TO DO: Count the lines in the items below that contain the string "player". Respond with the number alone.

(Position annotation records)
——————
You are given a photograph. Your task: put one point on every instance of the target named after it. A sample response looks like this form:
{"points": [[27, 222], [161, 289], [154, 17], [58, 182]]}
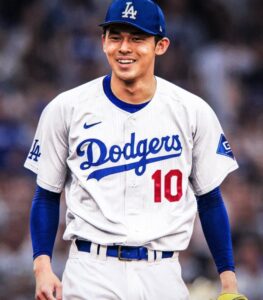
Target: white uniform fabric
{"points": [[129, 178], [88, 277]]}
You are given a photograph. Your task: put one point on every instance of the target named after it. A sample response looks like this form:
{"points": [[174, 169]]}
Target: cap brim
{"points": [[105, 24]]}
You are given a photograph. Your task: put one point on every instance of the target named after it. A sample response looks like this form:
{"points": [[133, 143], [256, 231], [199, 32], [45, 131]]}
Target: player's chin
{"points": [[126, 76]]}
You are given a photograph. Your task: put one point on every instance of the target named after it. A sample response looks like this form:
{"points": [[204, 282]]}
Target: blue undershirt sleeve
{"points": [[44, 220], [216, 228]]}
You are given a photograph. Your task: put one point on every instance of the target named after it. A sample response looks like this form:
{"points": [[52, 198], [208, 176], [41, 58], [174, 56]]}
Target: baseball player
{"points": [[137, 156]]}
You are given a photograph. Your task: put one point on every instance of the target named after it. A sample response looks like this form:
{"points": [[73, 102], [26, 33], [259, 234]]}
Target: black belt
{"points": [[123, 252]]}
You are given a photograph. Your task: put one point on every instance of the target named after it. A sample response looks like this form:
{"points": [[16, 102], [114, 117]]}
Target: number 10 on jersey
{"points": [[171, 179]]}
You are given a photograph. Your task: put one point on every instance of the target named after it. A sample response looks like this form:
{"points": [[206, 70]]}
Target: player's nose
{"points": [[125, 46]]}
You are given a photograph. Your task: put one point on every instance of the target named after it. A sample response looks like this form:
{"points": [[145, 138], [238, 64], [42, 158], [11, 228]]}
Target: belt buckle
{"points": [[122, 258]]}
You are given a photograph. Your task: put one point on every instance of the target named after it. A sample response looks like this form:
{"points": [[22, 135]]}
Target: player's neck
{"points": [[135, 92]]}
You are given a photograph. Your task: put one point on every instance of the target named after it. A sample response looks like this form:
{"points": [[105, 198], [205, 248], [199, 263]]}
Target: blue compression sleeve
{"points": [[216, 228], [44, 221]]}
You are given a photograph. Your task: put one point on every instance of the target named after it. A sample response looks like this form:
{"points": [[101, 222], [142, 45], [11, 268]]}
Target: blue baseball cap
{"points": [[145, 15]]}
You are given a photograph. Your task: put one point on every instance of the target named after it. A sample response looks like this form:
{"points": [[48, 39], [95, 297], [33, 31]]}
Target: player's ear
{"points": [[162, 46]]}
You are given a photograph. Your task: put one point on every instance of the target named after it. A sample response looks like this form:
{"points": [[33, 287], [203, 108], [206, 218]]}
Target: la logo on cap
{"points": [[129, 11]]}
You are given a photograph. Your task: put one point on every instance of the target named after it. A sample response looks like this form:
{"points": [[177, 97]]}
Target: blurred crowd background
{"points": [[48, 46]]}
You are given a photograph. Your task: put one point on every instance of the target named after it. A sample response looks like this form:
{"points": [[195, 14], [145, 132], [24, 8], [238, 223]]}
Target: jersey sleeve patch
{"points": [[34, 154], [224, 147]]}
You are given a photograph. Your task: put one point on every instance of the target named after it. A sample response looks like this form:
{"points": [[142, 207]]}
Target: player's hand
{"points": [[226, 296], [48, 286]]}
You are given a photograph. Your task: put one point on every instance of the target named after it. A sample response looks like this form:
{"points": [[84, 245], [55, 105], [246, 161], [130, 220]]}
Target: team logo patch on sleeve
{"points": [[35, 152], [224, 147]]}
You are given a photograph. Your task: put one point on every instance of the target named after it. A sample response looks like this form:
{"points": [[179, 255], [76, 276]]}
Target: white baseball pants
{"points": [[89, 276]]}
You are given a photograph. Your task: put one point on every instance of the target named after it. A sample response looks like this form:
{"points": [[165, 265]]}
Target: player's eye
{"points": [[114, 37], [137, 38]]}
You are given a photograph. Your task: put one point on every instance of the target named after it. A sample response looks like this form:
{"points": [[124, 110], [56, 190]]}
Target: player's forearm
{"points": [[42, 264], [228, 282]]}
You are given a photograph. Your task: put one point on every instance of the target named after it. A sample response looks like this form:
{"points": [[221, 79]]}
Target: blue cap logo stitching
{"points": [[129, 11]]}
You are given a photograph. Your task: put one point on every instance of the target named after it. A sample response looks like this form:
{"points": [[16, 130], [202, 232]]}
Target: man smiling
{"points": [[133, 152]]}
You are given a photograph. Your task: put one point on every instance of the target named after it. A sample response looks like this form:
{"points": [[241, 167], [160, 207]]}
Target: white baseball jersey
{"points": [[130, 178]]}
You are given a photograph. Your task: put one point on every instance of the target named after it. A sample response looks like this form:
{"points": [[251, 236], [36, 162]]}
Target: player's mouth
{"points": [[126, 61]]}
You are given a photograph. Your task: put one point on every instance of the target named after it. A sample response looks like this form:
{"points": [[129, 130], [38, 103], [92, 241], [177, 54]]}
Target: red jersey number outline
{"points": [[157, 178]]}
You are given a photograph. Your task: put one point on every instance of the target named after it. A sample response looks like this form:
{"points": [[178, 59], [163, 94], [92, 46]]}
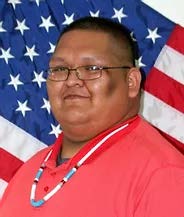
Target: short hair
{"points": [[114, 29]]}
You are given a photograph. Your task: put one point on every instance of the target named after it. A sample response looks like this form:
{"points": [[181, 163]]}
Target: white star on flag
{"points": [[21, 26], [14, 2], [46, 23], [132, 36], [153, 35], [15, 81], [56, 130], [37, 2], [52, 48], [119, 14], [39, 78], [46, 105], [23, 107], [94, 14], [68, 19], [31, 52], [1, 27], [6, 55], [140, 63]]}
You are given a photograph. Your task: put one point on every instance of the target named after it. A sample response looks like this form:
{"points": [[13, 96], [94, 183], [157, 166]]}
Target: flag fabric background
{"points": [[29, 30]]}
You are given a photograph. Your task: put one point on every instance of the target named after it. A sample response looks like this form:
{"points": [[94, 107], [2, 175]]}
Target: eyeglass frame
{"points": [[77, 73]]}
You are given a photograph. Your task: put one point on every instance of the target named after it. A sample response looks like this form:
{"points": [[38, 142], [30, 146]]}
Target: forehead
{"points": [[88, 44], [84, 39]]}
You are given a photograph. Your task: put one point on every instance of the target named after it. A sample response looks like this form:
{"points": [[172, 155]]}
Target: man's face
{"points": [[92, 106]]}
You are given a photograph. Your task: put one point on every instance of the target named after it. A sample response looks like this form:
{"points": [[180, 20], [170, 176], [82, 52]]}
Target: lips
{"points": [[74, 96]]}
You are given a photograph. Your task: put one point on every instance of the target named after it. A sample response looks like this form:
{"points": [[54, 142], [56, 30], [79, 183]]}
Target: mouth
{"points": [[75, 97]]}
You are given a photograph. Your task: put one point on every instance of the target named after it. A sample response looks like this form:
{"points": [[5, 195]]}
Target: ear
{"points": [[133, 81]]}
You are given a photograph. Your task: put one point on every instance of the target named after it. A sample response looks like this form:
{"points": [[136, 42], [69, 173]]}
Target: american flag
{"points": [[29, 30]]}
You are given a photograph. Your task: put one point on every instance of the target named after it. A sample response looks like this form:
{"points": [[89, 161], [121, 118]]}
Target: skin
{"points": [[86, 108]]}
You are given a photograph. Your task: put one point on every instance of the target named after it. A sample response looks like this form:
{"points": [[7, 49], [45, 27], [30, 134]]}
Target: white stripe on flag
{"points": [[3, 186], [171, 62], [18, 142], [162, 116]]}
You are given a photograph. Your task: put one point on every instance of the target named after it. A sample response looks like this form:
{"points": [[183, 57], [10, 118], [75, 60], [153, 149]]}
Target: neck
{"points": [[70, 147]]}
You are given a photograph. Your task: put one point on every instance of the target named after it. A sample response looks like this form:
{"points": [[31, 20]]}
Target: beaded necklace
{"points": [[71, 172]]}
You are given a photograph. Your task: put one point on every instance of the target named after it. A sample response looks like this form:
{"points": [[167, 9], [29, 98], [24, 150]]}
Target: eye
{"points": [[59, 69], [92, 68]]}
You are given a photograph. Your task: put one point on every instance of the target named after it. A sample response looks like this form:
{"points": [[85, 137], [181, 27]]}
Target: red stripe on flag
{"points": [[165, 88], [9, 164], [176, 39]]}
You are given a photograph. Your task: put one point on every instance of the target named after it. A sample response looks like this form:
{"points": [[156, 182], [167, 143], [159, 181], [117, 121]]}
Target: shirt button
{"points": [[46, 188]]}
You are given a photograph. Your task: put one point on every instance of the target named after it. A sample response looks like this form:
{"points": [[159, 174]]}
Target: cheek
{"points": [[53, 93]]}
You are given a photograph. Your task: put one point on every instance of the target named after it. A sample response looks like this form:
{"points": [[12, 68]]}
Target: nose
{"points": [[73, 79]]}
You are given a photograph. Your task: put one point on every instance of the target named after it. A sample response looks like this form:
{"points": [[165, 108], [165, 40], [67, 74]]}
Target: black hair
{"points": [[116, 30]]}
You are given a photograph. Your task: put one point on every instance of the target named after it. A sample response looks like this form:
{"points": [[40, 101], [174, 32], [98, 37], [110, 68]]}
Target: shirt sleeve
{"points": [[163, 195]]}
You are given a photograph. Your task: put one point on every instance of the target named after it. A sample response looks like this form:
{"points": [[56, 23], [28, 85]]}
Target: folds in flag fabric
{"points": [[28, 34]]}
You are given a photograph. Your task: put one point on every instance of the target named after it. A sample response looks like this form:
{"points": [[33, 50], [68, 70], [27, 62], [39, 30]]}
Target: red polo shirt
{"points": [[135, 173]]}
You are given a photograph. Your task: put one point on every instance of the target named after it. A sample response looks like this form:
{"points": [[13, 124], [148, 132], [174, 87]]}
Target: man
{"points": [[108, 161]]}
——————
COMPLETED TASK: 9